__MATERIAL SUPPLIED__
------------------------------------------------------------

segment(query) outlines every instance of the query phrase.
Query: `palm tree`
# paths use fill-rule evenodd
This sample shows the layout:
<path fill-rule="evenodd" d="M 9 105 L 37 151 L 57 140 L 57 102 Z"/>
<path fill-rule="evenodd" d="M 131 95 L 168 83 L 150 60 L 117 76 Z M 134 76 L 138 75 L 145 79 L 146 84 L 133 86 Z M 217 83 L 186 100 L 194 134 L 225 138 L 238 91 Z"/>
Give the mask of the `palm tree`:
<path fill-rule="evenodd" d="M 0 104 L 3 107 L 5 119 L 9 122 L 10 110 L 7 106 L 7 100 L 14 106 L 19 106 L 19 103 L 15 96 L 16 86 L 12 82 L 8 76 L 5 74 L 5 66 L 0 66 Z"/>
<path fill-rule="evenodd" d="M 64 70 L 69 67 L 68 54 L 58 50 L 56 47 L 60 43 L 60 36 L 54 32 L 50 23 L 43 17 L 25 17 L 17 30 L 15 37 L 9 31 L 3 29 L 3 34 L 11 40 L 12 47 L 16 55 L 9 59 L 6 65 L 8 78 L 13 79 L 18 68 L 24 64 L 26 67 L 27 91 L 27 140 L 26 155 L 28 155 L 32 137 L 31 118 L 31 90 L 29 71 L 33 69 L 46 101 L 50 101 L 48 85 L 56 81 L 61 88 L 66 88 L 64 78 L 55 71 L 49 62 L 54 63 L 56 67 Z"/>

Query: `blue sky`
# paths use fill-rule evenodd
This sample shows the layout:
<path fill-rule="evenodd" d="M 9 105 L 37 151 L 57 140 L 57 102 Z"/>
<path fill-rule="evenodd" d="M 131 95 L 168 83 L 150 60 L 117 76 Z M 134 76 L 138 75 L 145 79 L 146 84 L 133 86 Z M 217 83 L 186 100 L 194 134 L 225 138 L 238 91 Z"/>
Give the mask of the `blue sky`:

------------------------------------------------------------

__EXERCISE AIM__
Rewrite all the records above, replacing each "sample" with "example" and leaving everything else unchanged.

__RESULT FOR THIS TASK__
segment(query) outlines every instance of the query phrase.
Query: `palm tree`
# paths use fill-rule evenodd
This example shows the layout:
<path fill-rule="evenodd" d="M 9 105 L 37 151 L 57 140 L 57 102 Z"/>
<path fill-rule="evenodd" d="M 131 95 L 168 83 L 150 60 L 117 76 Z M 134 76 L 138 75 L 145 79 L 146 84 L 133 86 Z M 217 83 L 186 100 L 194 134 L 225 138 L 238 91 Z"/>
Give the mask of the `palm tree`:
<path fill-rule="evenodd" d="M 0 104 L 3 107 L 5 119 L 9 122 L 10 110 L 7 106 L 7 100 L 14 106 L 19 106 L 19 103 L 15 96 L 16 86 L 12 82 L 8 76 L 5 74 L 5 66 L 0 66 Z"/>
<path fill-rule="evenodd" d="M 64 70 L 69 67 L 68 54 L 58 50 L 56 47 L 60 43 L 60 36 L 54 32 L 50 23 L 43 17 L 25 17 L 17 30 L 15 37 L 9 31 L 3 29 L 3 34 L 11 40 L 12 47 L 16 55 L 9 59 L 6 65 L 8 78 L 13 79 L 18 68 L 24 64 L 26 67 L 27 91 L 27 140 L 26 155 L 28 155 L 32 137 L 31 118 L 31 90 L 29 71 L 33 69 L 46 101 L 50 101 L 48 85 L 56 81 L 61 88 L 66 88 L 64 78 L 55 71 L 49 62 L 54 63 L 56 67 Z"/>

Query: `blue sky`
# paths use fill-rule evenodd
This example shows the layout:
<path fill-rule="evenodd" d="M 9 105 L 37 151 L 57 140 L 57 102 Z"/>
<path fill-rule="evenodd" d="M 131 95 L 168 83 L 150 60 L 117 76 Z M 134 76 L 138 75 L 145 79 L 146 84 L 133 86 Z M 217 83 L 186 100 L 194 134 L 225 138 L 238 91 Z"/>
Give the mask of the `blue sky`:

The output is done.